SOURCE DOCUMENT:
==================================================
The backend emits analysis.json containing a TSApplication with three top-level keys:

{
"symbol_table": {
"src/index.ts": { ... },
"src/services/user.ts": { ... }
},
"call_graph": [
{ "source": "src/index.main", "target": "src/services/user.UserService.getUser", ... }
],
"external_symbols": {
"express.Router.get": { "name": "get", "module": "express", ... }
},
"entrypoints": {}
}

The symbol_table is a dictionary mapping project-relative file paths to TSModule objects. Each module contains:

  • imports and exports: statement-level detail (module specifier, binding name, type-only markers)
  • classes, interfaces, enums, type_aliases: top-level named types, each with its own structure
  • functions: module-level functions
  • namespaces: recursive containers (same shape as modules)
  • variables: module-scope declarations
  • comments: all JSDoc and inline comments
  • is_tsx, is_declaration_file: file metadata flags

TSClass represents a single class declaration:

{
name: "UserService",
signature: "src/services/user.UserService", // stable ID
comments: [ ... ],
decorators: [ ... ], // @Injectable, @Entity, etc.
base_classes: [ ... ], // extends + implements (mixed)
==================================================
PROVIDED DATA:
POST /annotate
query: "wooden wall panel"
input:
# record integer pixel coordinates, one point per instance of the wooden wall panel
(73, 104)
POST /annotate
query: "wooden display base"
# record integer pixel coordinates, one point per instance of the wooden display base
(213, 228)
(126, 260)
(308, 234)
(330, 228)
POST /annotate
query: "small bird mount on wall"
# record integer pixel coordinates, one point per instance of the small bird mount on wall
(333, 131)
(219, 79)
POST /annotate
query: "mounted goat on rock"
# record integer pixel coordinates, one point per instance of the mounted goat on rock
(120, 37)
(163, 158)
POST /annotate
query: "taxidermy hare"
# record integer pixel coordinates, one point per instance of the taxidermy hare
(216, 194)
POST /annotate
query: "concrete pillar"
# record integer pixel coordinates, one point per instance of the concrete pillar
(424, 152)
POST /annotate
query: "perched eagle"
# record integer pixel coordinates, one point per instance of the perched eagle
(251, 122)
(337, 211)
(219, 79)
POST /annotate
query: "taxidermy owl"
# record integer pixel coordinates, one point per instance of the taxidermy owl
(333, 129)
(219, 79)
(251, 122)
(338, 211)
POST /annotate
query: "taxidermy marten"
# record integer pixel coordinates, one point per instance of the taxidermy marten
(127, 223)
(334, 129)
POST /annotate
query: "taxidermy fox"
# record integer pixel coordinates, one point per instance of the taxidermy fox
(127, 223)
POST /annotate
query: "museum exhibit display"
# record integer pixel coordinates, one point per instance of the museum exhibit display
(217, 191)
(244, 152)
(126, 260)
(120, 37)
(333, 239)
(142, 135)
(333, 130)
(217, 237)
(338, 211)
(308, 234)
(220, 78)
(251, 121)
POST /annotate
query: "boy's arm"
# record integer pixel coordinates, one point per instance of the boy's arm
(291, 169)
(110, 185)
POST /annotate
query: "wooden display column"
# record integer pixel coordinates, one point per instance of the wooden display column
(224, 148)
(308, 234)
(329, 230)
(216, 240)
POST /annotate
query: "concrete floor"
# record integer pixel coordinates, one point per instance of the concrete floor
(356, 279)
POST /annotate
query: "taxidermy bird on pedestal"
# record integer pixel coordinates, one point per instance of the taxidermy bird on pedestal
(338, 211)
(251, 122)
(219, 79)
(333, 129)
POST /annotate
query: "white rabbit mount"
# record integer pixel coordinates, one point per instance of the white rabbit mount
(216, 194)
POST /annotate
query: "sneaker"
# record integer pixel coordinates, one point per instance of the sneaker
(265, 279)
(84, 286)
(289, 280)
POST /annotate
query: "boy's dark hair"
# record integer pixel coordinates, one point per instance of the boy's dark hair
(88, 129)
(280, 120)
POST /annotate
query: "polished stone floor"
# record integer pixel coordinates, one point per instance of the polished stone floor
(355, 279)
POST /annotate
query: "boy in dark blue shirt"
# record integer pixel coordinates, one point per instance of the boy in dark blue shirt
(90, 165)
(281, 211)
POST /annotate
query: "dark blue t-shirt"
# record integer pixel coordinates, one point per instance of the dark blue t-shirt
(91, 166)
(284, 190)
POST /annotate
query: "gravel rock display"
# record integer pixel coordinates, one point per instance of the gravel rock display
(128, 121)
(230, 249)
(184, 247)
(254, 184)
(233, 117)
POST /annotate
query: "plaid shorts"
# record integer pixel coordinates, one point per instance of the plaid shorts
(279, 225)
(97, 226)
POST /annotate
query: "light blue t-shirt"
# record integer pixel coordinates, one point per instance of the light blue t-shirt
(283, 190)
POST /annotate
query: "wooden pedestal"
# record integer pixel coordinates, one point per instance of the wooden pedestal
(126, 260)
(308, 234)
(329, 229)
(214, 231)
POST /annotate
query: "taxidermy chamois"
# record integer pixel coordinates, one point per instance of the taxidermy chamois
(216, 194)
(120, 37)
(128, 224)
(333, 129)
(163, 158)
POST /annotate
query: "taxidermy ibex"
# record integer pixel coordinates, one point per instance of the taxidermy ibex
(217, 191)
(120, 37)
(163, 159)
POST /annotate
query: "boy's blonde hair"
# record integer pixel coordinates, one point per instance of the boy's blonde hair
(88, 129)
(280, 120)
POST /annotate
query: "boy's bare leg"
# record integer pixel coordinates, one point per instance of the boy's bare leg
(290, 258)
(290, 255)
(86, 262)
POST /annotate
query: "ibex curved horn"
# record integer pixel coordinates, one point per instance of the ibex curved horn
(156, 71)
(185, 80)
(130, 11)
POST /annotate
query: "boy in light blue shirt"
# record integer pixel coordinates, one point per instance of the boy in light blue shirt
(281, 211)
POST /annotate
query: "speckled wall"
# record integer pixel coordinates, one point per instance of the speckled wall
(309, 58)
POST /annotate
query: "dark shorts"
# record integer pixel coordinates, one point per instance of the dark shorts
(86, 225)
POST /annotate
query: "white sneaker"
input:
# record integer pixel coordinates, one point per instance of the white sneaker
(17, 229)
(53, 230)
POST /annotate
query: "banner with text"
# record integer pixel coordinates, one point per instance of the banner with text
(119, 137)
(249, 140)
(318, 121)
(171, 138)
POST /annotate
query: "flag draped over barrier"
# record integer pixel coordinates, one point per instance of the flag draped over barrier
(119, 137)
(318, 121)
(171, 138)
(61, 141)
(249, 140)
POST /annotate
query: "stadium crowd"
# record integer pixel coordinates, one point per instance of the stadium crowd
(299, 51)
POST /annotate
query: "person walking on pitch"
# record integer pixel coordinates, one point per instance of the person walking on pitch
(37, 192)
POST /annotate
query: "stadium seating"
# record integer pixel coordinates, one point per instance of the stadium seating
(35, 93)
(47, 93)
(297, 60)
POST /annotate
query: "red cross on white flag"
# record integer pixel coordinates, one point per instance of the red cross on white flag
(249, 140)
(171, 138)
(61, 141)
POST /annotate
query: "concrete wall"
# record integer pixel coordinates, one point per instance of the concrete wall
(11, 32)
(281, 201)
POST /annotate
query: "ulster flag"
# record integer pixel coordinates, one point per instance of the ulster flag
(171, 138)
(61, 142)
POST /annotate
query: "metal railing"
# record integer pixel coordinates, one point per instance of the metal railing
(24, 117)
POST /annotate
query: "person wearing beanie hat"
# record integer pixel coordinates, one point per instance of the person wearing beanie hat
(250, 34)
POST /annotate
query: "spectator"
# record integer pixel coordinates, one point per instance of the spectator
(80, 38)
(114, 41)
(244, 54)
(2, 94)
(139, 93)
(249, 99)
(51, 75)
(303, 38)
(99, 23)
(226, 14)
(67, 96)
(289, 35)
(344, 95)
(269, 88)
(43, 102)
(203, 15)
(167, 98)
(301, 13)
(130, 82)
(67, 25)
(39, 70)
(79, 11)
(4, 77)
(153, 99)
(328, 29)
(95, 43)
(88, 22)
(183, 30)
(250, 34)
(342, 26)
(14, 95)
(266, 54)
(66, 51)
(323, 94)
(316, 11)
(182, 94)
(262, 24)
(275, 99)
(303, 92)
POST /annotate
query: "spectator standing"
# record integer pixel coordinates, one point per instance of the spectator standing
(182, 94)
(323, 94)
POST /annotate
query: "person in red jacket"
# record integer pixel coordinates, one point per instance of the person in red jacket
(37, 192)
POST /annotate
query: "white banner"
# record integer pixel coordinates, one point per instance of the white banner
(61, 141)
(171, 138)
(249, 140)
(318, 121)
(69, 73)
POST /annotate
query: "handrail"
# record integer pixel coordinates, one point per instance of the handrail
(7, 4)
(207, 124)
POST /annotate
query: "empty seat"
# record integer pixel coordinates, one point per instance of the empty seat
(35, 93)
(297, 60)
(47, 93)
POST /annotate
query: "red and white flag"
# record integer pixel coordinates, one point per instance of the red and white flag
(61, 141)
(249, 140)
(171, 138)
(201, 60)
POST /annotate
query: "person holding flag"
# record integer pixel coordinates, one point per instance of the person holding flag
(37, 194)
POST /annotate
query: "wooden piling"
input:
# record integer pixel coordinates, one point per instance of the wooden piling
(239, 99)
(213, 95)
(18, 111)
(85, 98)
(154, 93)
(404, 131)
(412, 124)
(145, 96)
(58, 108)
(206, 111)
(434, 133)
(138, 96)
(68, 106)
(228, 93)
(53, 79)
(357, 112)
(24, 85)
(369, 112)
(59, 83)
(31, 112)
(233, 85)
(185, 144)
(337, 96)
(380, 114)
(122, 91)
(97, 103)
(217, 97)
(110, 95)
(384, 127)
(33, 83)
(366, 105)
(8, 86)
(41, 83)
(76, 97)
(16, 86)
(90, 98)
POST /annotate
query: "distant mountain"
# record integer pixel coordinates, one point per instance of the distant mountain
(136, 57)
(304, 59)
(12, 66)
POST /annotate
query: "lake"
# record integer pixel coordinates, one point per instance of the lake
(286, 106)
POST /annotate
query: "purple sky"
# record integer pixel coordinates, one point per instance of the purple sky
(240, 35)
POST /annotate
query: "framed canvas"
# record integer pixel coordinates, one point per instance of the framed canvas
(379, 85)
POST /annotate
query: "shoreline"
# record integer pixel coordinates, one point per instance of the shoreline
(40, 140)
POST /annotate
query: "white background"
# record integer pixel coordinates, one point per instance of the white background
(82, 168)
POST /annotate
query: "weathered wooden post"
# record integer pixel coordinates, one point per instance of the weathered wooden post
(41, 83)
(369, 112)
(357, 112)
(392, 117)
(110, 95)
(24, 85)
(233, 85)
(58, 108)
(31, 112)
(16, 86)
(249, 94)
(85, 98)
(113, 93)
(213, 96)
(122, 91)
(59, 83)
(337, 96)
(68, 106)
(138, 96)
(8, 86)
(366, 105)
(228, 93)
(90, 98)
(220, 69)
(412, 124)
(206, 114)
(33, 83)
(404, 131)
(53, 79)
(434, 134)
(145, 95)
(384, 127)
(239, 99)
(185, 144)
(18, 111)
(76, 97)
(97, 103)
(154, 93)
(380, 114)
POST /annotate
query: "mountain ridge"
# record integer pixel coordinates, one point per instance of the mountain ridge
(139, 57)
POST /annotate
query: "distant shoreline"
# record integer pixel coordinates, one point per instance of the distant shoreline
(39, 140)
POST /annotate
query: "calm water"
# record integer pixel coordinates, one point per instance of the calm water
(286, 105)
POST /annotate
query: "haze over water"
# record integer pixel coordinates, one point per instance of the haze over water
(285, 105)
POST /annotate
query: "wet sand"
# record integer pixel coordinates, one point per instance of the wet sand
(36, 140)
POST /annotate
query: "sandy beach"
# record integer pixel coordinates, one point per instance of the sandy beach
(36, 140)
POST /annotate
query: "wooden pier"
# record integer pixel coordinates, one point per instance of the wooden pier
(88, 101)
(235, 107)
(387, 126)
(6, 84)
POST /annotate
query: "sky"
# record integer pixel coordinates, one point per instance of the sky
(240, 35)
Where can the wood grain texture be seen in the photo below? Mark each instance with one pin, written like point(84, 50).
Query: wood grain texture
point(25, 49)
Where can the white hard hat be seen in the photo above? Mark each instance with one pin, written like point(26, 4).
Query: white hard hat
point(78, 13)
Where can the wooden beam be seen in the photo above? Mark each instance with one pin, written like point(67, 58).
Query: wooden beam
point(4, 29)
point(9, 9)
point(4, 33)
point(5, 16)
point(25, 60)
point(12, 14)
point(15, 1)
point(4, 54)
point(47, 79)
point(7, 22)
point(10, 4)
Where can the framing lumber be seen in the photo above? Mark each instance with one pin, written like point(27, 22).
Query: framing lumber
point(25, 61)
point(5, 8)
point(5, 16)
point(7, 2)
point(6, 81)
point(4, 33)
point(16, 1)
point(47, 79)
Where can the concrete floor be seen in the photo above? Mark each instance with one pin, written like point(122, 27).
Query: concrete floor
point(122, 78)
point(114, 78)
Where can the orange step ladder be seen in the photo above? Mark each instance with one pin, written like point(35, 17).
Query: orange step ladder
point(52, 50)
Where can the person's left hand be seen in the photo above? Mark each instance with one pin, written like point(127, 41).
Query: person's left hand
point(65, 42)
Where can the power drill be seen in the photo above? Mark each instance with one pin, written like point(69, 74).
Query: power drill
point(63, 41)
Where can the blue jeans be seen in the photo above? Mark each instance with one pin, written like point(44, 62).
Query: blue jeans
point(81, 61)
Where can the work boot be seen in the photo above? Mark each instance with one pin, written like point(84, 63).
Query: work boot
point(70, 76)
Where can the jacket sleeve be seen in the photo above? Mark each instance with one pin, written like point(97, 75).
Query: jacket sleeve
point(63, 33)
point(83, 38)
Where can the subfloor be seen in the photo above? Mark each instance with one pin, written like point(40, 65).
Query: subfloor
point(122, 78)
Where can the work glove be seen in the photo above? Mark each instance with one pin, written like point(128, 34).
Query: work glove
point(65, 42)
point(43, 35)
==================================================
TASK INSTRUCTIONS:
(A) Which fields of TSClass does the example in the analysis.json format description show?
(B) Can you carry on the analysis.json format description from its last line?
The data isn't needed here.

EXPECTED RESPONSES:
(A) name, signature, comments, decorators, base_classes

(B)
implements_types: [ ... ], // just interfaces
type_parameters: [ ... ], // <T, U extends Base>
methods: {
"getUser": { ... }, // TSCallable
"saveUser": { ... }
},
attributes: {
"logger": { type: "Logger", is_readonly: true }
},
is_abstract: false,
is_exported: true,
is_ambient: false,
start_line: 10,
end_line: 45
}

The call_graph is an array of edges (TSCallEdge) in identity-only form: each edge records the exact signatures of caller and callee (never dangling):

{
source: "src/services/user.UserService.getUser",
target: "src/db.Database.fetchById",
type: "CALL_DEP",
weight: 1,
provenance: ["tsc"], // "tsc" | "codeql" | other
tags: { "ts.dispatch": "rta" } // RTA subtype expansion tag
}

When the analyzer encounters a call to an imported library function, it creates a phantom node (a synthetic TSExternalSymbol) so the call-graph edge points somewhere real:

{
signature: "express.Router.get",
name: "get",
module: "express",
kind: "function",
is_external: true
}

Disable phantoms with --no-phantoms if you want the graph to be internal-only.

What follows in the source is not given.